QUOTED TEXT:
Last week Val was buried. His funeral was attended by a great number of people—hundreds. I saw many dedicated RFS and fire service personnel. He was known as someone who would put himself on the line when there was danger in his work on the Bushfire Council in its various iterations, as well as in his local RFS unit. At his funeral it was said that for a decade he undertook six-monthly checks of our various bushfire trails around the region and he really lamented that these trails had been closed or given less attention over the time since. He saw this as a cause of needless danger.
Val’s funeral was a really simple ceremony, held beneath two glorious golden wattles. The birds chirped overhead and it felt like even the overhead planes were there to salute him. He wanted a religious minister to administer his funeral, not because he was a religious person but because he believed it was the right thing to do. As my colleague Mr Wall has said, his coffin was made by local craftsmen of beautiful local wood, with bolts and washers from the old Tharwa bridge that he fought so hard to have upgraded. As we stood there looking out over the hills and valleys of Canberra, I pondered that there could not be a better place for Val to be laid to rest—looking out over the countryside which he so loved.

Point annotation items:
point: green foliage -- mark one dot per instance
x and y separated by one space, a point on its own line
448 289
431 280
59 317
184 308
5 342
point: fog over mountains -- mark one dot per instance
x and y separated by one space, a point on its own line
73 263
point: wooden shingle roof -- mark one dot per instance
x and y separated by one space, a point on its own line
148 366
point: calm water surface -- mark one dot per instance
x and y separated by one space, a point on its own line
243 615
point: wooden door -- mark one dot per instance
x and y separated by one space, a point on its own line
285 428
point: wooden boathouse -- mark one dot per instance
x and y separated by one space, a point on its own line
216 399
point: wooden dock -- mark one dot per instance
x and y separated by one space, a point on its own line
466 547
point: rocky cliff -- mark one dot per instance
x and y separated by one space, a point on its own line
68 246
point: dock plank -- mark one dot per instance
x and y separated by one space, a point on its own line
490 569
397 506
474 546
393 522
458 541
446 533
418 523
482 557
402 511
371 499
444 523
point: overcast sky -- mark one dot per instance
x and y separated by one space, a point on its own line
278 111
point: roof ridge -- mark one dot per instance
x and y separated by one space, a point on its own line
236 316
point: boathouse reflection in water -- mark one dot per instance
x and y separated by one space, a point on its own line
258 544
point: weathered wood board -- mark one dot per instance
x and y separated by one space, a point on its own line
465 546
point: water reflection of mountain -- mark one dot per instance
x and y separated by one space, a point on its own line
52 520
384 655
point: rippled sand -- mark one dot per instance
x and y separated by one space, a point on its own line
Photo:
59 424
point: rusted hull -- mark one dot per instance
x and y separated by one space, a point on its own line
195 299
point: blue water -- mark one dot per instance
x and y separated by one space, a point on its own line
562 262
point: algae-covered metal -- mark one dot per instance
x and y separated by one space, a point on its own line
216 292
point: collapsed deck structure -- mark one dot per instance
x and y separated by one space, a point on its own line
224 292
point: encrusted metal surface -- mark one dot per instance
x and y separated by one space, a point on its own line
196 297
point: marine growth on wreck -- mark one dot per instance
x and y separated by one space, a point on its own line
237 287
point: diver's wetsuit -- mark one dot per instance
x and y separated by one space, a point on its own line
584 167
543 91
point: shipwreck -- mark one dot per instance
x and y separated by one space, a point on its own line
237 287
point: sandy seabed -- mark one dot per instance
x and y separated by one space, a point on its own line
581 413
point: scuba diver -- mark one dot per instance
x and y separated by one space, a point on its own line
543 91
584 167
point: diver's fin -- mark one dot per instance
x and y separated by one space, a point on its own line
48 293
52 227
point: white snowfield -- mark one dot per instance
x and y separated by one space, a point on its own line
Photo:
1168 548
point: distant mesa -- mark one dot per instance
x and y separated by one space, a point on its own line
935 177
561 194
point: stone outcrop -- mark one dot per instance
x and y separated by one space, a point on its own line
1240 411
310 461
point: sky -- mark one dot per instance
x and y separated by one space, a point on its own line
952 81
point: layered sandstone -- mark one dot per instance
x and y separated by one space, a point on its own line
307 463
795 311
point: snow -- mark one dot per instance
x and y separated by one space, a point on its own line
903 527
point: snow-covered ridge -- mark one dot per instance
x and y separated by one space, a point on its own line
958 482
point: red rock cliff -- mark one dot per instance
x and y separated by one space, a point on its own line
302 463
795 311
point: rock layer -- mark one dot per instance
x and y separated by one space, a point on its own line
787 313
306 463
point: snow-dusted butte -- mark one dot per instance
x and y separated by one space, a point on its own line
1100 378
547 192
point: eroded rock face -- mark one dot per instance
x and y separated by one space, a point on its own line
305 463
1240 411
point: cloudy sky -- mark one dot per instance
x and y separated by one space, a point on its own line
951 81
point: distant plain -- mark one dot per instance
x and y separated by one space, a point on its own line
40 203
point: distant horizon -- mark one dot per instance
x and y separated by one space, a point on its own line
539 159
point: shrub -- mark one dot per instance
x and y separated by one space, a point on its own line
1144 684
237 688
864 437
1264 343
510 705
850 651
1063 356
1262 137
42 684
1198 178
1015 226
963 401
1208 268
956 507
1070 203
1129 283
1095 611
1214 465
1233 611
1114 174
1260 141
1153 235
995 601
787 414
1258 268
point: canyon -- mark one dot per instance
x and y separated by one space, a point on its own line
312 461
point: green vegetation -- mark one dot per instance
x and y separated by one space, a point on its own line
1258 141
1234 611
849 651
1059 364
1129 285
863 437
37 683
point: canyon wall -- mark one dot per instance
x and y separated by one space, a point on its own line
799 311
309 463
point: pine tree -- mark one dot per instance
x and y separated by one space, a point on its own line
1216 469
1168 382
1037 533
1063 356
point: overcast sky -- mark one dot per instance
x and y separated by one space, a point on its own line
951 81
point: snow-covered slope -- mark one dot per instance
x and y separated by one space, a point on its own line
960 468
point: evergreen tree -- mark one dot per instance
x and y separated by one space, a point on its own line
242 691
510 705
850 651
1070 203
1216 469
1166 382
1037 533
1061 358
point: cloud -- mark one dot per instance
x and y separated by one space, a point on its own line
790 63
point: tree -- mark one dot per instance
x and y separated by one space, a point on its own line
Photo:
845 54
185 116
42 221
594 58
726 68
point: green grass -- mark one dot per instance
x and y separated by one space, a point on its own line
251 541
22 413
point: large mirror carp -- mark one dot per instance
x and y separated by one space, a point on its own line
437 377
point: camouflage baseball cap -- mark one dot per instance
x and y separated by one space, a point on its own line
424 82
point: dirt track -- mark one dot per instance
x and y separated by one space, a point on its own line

TASK A:
In the funeral passage, where did the bolts and washers on Val's coffin come from?
TASK B:
Rewrite the funeral passage from "Val’s funeral was" up to and including "he so loved.", putting "silver wattles" in place of "golden wattles".

OUTPUT A:
The old Tharwa bridge.

OUTPUT B:
Val’s funeral was a really simple ceremony, held beneath two glorious silver wattles. The birds chirped overhead and it felt like even the overhead planes were there to salute him. He wanted a religious minister to administer his funeral, not because he was a religious person but because he believed it was the right thing to do. As my colleague Mr Wall has said, his coffin was made by local craftsmen of beautiful local wood, with bolts and washers from the old Tharwa bridge that he fought so hard to have upgraded. As we stood there looking out over the hills and valleys of Canberra, I pondered that there could not be a better place for Val to be laid to rest—looking out over the countryside which he so loved.